_Entries provided_
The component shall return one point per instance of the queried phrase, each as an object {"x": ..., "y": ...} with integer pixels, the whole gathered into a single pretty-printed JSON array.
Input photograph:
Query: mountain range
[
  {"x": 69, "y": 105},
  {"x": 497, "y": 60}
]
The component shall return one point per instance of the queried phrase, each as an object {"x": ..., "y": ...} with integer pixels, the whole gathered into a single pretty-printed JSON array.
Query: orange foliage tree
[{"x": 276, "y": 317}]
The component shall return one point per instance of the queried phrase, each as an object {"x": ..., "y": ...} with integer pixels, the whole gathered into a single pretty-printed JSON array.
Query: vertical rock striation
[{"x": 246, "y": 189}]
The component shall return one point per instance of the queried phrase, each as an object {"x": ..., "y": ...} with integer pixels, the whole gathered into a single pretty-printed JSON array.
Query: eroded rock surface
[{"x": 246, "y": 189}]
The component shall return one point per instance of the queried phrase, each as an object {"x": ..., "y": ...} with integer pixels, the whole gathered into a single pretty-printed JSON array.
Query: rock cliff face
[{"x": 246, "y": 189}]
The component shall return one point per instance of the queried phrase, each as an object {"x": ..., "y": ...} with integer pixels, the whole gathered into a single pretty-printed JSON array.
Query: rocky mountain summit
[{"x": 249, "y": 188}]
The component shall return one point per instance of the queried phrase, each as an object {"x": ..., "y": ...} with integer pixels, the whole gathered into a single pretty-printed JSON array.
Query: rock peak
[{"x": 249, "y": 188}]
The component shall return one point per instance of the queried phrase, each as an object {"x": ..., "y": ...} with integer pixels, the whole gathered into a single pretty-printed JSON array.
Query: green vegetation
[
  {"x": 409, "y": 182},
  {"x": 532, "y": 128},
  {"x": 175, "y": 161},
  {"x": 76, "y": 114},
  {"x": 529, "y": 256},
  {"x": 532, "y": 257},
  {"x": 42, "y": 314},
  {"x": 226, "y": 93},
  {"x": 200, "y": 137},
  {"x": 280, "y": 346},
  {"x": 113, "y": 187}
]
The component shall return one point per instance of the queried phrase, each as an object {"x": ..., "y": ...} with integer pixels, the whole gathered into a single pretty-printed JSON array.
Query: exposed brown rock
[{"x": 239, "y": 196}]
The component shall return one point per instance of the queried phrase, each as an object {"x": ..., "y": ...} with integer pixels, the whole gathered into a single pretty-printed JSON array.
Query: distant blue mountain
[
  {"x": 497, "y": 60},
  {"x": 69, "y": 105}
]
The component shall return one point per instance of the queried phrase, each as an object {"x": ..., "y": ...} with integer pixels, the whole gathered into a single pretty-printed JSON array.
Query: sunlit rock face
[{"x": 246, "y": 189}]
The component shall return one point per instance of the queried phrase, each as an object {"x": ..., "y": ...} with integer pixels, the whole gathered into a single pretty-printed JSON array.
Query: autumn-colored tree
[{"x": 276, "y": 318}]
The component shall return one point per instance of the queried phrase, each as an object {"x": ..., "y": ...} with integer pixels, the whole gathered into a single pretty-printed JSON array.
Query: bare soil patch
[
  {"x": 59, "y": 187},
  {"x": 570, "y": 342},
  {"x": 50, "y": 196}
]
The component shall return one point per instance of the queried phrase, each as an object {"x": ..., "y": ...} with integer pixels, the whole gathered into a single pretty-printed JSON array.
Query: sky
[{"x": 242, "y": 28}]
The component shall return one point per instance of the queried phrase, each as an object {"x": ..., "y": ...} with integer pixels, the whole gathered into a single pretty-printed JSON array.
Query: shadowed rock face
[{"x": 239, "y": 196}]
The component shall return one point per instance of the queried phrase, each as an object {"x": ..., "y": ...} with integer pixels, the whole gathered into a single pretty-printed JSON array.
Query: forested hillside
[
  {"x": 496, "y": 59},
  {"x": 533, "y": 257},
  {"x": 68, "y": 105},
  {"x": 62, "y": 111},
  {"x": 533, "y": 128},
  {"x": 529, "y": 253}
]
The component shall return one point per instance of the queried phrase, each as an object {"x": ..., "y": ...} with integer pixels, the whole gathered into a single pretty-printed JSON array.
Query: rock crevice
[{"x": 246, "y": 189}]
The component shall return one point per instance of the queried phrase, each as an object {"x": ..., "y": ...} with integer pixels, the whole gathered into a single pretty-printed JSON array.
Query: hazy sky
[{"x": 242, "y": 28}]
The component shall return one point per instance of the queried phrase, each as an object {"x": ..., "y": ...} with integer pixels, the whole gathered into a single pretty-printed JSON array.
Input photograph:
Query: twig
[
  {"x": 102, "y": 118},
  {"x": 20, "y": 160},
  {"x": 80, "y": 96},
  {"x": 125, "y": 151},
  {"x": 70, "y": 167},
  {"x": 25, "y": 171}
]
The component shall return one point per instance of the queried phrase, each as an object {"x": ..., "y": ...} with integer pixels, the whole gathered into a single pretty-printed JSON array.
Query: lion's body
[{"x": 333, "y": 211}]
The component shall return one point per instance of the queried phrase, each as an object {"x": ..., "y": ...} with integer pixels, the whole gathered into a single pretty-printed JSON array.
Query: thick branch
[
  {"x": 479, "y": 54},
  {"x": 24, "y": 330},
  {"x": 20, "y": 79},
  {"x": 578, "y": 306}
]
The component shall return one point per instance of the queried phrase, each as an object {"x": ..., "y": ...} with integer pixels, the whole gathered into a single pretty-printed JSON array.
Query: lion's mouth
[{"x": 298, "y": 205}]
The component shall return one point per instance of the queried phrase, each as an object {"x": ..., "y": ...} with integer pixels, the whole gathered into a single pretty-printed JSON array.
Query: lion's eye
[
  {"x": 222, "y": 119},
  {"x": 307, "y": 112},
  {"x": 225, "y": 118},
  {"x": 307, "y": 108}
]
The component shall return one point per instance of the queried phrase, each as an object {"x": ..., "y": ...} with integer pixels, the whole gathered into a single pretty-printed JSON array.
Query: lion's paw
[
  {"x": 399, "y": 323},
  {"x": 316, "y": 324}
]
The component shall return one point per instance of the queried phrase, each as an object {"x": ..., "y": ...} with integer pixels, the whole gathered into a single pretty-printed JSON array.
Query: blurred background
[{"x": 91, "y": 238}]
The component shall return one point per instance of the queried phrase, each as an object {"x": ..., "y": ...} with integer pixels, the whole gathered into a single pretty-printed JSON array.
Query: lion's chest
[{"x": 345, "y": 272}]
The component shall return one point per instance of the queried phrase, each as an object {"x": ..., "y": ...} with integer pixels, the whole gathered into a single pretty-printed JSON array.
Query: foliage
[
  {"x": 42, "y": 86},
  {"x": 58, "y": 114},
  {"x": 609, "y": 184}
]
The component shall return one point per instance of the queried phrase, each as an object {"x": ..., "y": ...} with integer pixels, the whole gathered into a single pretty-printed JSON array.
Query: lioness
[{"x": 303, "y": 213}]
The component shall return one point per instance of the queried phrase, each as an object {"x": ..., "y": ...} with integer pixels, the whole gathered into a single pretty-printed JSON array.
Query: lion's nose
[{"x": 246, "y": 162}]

_Directions_
Copy each record from above exactly, and include every line.

_Response to the exercise_
The component shall return one point per instance of the queried phrase, each as an object {"x": ..., "y": ...} with integer pixels, the whole gathered into a single pretty-printed JSON array.
Input photograph:
Query: mountain range
[
  {"x": 69, "y": 105},
  {"x": 497, "y": 60}
]
The component shall return one point per instance of the queried phrase, each as an object {"x": ..., "y": ...} with integer pixels, the whole gathered into a single pretty-printed JSON array.
Query: orange foliage tree
[{"x": 276, "y": 317}]
The component shall return one point per instance of the queried phrase, each as an object {"x": ..., "y": ...} with integer pixels, the whole gathered into a single pretty-printed JSON array.
Query: vertical rock striation
[{"x": 246, "y": 189}]
The component shall return one point per instance of the queried phrase, each as an object {"x": ..., "y": ...} with integer pixels, the whole gathered into a single pretty-printed JSON array.
Query: eroded rock surface
[{"x": 246, "y": 189}]
The component shall return one point per instance of the queried phrase, each as an object {"x": ..., "y": ...} with integer pixels, the whole gathered into a single pretty-printed JSON array.
Query: rock cliff face
[{"x": 246, "y": 189}]
The component shall return one point per instance of the queried phrase, each as an object {"x": ..., "y": ...} with integer pixels, the whole gathered into a single pretty-printed JSON array.
Query: rocky mountain summit
[{"x": 249, "y": 188}]
The component shall return one point per instance of the queried phrase, each as an object {"x": ..., "y": ...} with integer pixels, the whole gathered into a single pretty-printed JSON array.
Query: rock peak
[{"x": 249, "y": 188}]
The component shall return one point per instance of the queried phrase, each as an object {"x": ..., "y": ...} with integer pixels, the whole gathered into a single pretty-printed JSON array.
Query: green vegetation
[
  {"x": 409, "y": 182},
  {"x": 532, "y": 128},
  {"x": 175, "y": 161},
  {"x": 76, "y": 114},
  {"x": 529, "y": 256},
  {"x": 532, "y": 257},
  {"x": 42, "y": 314},
  {"x": 226, "y": 93},
  {"x": 200, "y": 137},
  {"x": 280, "y": 346},
  {"x": 113, "y": 187}
]
The component shall return one point per instance of the queried phrase, each as an object {"x": ..., "y": ...} with integer pixels, the whole gathered into a single pretty-printed JSON array.
Query: exposed brown rock
[{"x": 239, "y": 196}]
The component shall return one point per instance of the queried phrase, each as an object {"x": ..., "y": ...} with integer pixels, the whole gathered into a single pretty-printed JSON array.
Query: distant blue mountain
[
  {"x": 497, "y": 60},
  {"x": 69, "y": 105}
]
The component shall return one point per instance of the queried phrase, each as an object {"x": ..., "y": ...} with integer pixels, the whole gathered into a single pretty-printed JSON array.
Query: sunlit rock face
[{"x": 246, "y": 189}]
The component shall return one point per instance of the queried phrase, each as an object {"x": ..., "y": ...} with integer pixels, the whole gathered into a single pretty-printed JSON array.
Query: autumn-colored tree
[{"x": 276, "y": 318}]
The component shall return one point per instance of the queried phrase, each as an object {"x": ..., "y": ...} with integer pixels, the whole gathered into a single pretty-printed JSON array.
Query: bare soil patch
[
  {"x": 59, "y": 187},
  {"x": 570, "y": 342},
  {"x": 50, "y": 196}
]
The component shall return one point per instance of the queried phrase, each as an object {"x": ..., "y": ...} with integer pixels, the whole gathered into a single pretty-printed JSON array.
Query: sky
[{"x": 242, "y": 28}]
The component shall return one point per instance of the queried phrase, each as an object {"x": ..., "y": ...} with integer pixels, the whole gathered into a single pretty-printed JSON array.
Query: shadowed rock face
[{"x": 239, "y": 196}]
The component shall return one point per instance of the queried phrase, each as an object {"x": ..., "y": ...} with integer pixels, the whole gathered into a single pretty-printed JSON array.
Query: forested hillside
[
  {"x": 496, "y": 59},
  {"x": 533, "y": 257},
  {"x": 68, "y": 105},
  {"x": 62, "y": 111},
  {"x": 533, "y": 128},
  {"x": 529, "y": 253}
]
The component shall return one point per instance of the queried phrase, each as an object {"x": ..., "y": ...} with integer pixels, the whole gathered into a single pretty-printed JSON array.
Query: rock crevice
[{"x": 246, "y": 189}]
The component shall return one point per instance of the queried phrase, each as an object {"x": ..., "y": ...} with integer pixels, the whole gathered into a single pretty-printed JSON array.
Query: hazy sky
[{"x": 242, "y": 28}]
The component shall return one point per instance of the queried phrase, each as an object {"x": ..., "y": ...} with integer pixels, the whole gathered into a single pretty-printed JSON array.
Input photograph:
Query: twig
[
  {"x": 102, "y": 118},
  {"x": 20, "y": 160},
  {"x": 80, "y": 96},
  {"x": 125, "y": 151},
  {"x": 70, "y": 167},
  {"x": 25, "y": 171}
]
The component shall return one point per instance of the queried phrase, each as an object {"x": ..., "y": ...} with integer pixels, the whole gathered into a single pretty-printed JSON array.
Query: lion's body
[{"x": 333, "y": 211}]
The component shall return one point per instance of the queried phrase, each as an object {"x": ..., "y": ...} with integer pixels, the whole gathered into a single pretty-printed JSON array.
Query: thick branch
[
  {"x": 479, "y": 54},
  {"x": 24, "y": 330},
  {"x": 20, "y": 79},
  {"x": 578, "y": 306}
]
The component shall return one point per instance of the queried phrase, each as an object {"x": ..., "y": ...} with integer pixels, the whole gathered into a single pretty-printed JSON array.
Query: lion's mouth
[{"x": 298, "y": 205}]
The component shall return one point per instance of the queried phrase, each as an object {"x": ..., "y": ...} with integer pixels, the whole gathered into a single pretty-printed JSON array.
Query: lion's eye
[
  {"x": 222, "y": 119},
  {"x": 307, "y": 112},
  {"x": 225, "y": 118},
  {"x": 307, "y": 108}
]
The component shall return one point per instance of the queried phrase, each as an object {"x": ..., "y": ...} with integer pixels, the whole gathered into a single pretty-printed JSON array.
Query: lion's paw
[
  {"x": 399, "y": 323},
  {"x": 316, "y": 324}
]
The component shall return one point per instance of the queried phrase, each as an object {"x": ..., "y": ...} with integer pixels, the whole gathered into a single pretty-printed JSON array.
Query: blurred background
[{"x": 91, "y": 238}]
The component shall return one point per instance of the queried phrase, each as an object {"x": ..., "y": ...} with integer pixels, the whole gathered into a single pretty-printed JSON array.
Query: lion's chest
[{"x": 345, "y": 272}]
The component shall return one point per instance of the queried phrase, each as an object {"x": ..., "y": ...} with integer pixels, the whole gathered into a single pretty-printed JSON array.
Query: foliage
[
  {"x": 42, "y": 86},
  {"x": 58, "y": 114},
  {"x": 609, "y": 184}
]
The component shall return one point per instance of the queried phrase, each as an object {"x": ..., "y": ...} with integer pixels, the whole gathered into a single pretty-printed JSON array.
Query: lioness
[{"x": 303, "y": 213}]
The component shall return one point per instance of the queried phrase, each as an object {"x": ..., "y": ...} with integer pixels, the whole gathered into a single pretty-printed JSON array.
Query: lion's nose
[{"x": 246, "y": 162}]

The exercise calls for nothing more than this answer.